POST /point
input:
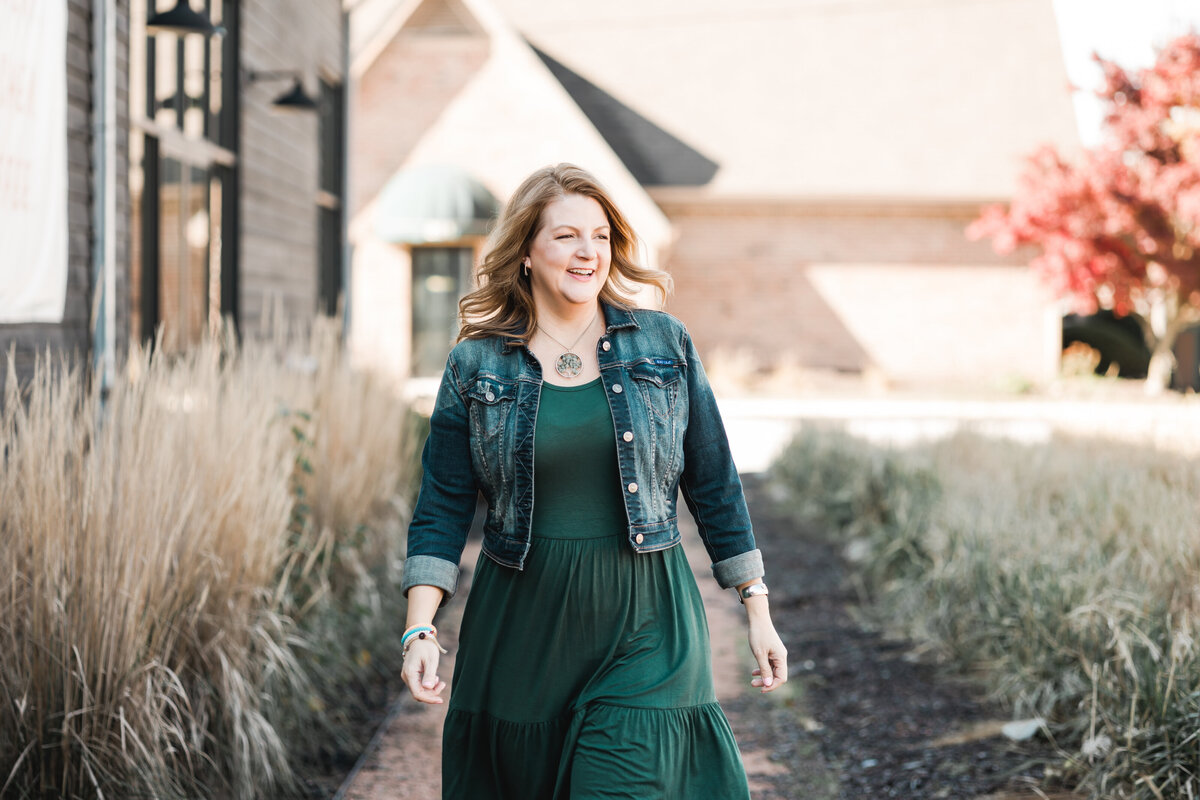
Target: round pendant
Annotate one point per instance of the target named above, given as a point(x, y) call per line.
point(569, 365)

* * * * *

== SET EXERCISE ==
Copy every line of the entries above verbatim, leaving out the pictures.

== SOLUTION ==
POST /point
input:
Target: round pendant
Annotate one point per instance of the target named above, given as a point(x, y) call per line.
point(569, 365)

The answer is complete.